EXERCISE DETAILS:
Word for word and without images, transcribe all of the records.

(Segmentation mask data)
- Opening Delimiter -

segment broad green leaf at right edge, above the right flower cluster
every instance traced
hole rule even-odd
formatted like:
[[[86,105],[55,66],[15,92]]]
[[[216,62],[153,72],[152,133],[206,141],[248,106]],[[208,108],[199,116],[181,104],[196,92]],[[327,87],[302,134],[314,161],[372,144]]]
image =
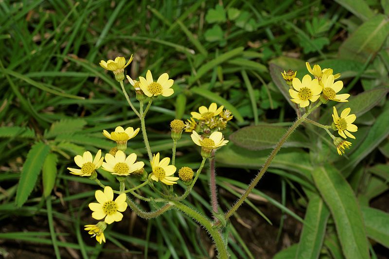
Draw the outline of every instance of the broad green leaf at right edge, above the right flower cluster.
[[[381,49],[388,35],[389,21],[386,16],[378,14],[363,23],[342,43],[339,57],[365,63]]]

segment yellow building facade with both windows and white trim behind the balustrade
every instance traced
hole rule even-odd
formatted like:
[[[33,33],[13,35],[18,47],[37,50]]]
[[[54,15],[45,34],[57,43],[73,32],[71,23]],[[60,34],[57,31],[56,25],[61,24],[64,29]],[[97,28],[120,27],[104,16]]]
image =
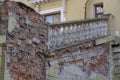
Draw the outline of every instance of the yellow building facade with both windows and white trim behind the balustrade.
[[[47,22],[63,22],[112,14],[115,21],[115,34],[120,34],[119,0],[14,0],[34,8],[45,16]]]

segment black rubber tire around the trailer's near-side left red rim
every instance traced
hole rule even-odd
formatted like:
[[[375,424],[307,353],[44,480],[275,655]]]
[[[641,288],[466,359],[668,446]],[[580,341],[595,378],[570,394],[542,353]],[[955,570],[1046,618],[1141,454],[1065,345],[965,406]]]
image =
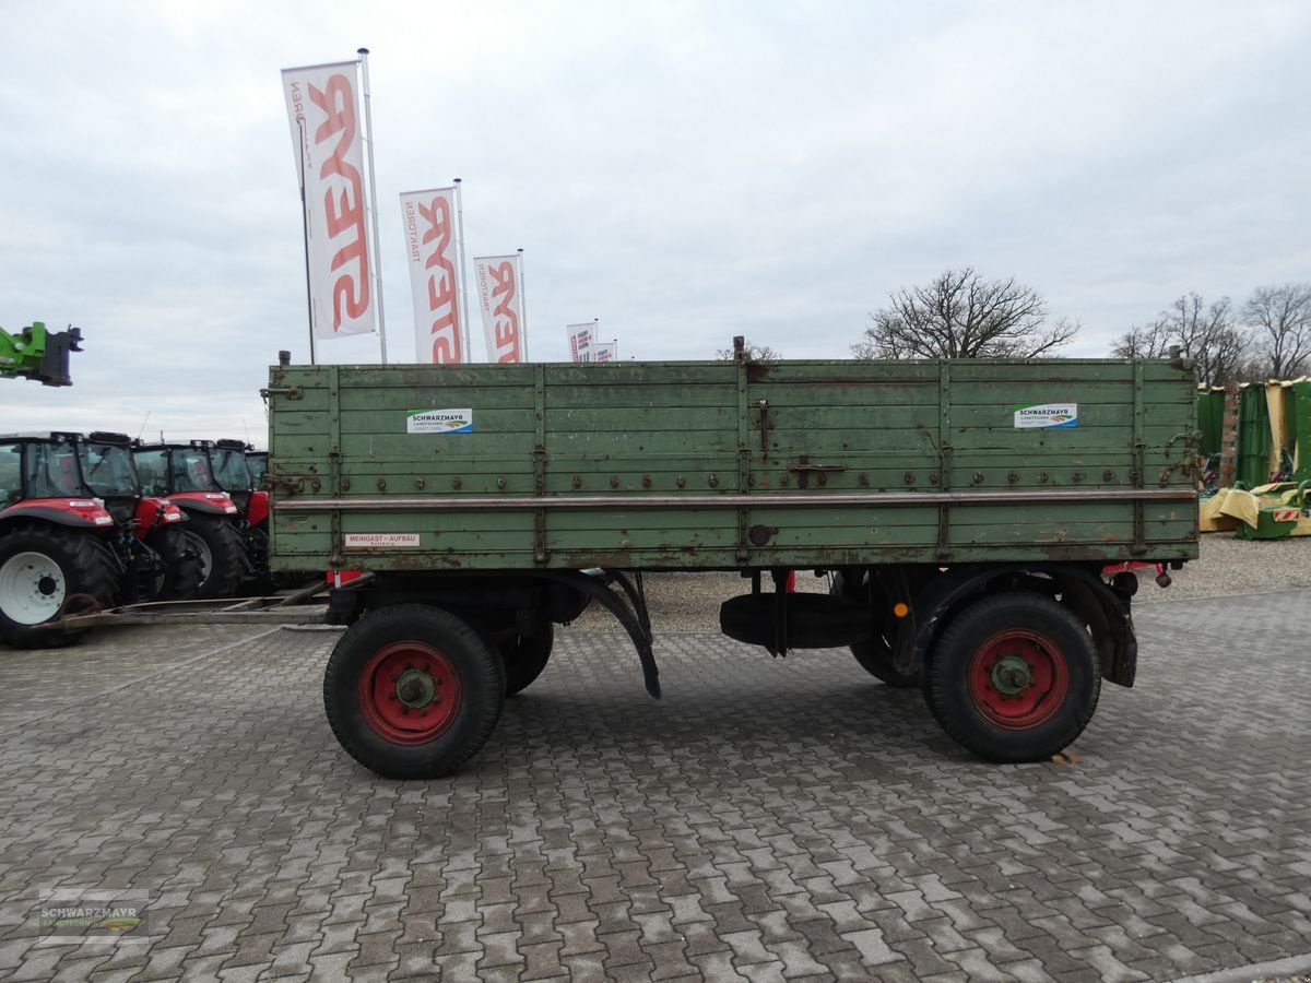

- Closing Delimiter -

ANSWER SPACE:
segment broad green leaf at right edge, above the right flower cluster
every instance traced
hole rule even-odd
formatted like:
[[[86,105],[55,66],[15,92]]]
[[[216,62],[153,72],[152,133],[206,141],[248,106]],[[208,108],[199,116],[181,104],[196,92]],[[327,87],[302,134],[314,161],[372,144]]]
image =
Draw the outline of every instance of the broad green leaf at right edge, above the right flower cluster.
[[[381,49],[388,35],[389,21],[386,16],[378,14],[363,23],[342,43],[339,57],[365,63]]]

segment yellow building facade with both windows and white trim behind the balustrade
every instance traced
hole rule even-odd
formatted like:
[[[33,33],[13,35],[18,47],[37,50]]]
[[[54,15],[45,34],[57,43],[73,32],[71,23]],[[60,34],[57,31],[56,25],[61,24],[64,29]],[[97,28],[120,27],[104,16]]]
image =
Draw the outline of every instance of the yellow building facade with both windows and white trim behind the balustrade.
[[[47,22],[63,22],[112,14],[115,21],[115,34],[120,34],[119,0],[14,0],[34,8],[45,16]]]

segment black rubber tire around the trailer's near-side left red rim
every instance traced
hole rule even-odd
formatted like:
[[[375,424],[307,353],[44,480],[275,655]]]
[[[641,288],[466,359],[668,446]],[[580,341],[595,378],[570,394],[542,353]],[[955,570],[1046,618],[1141,454],[1065,345],[965,406]]]
image =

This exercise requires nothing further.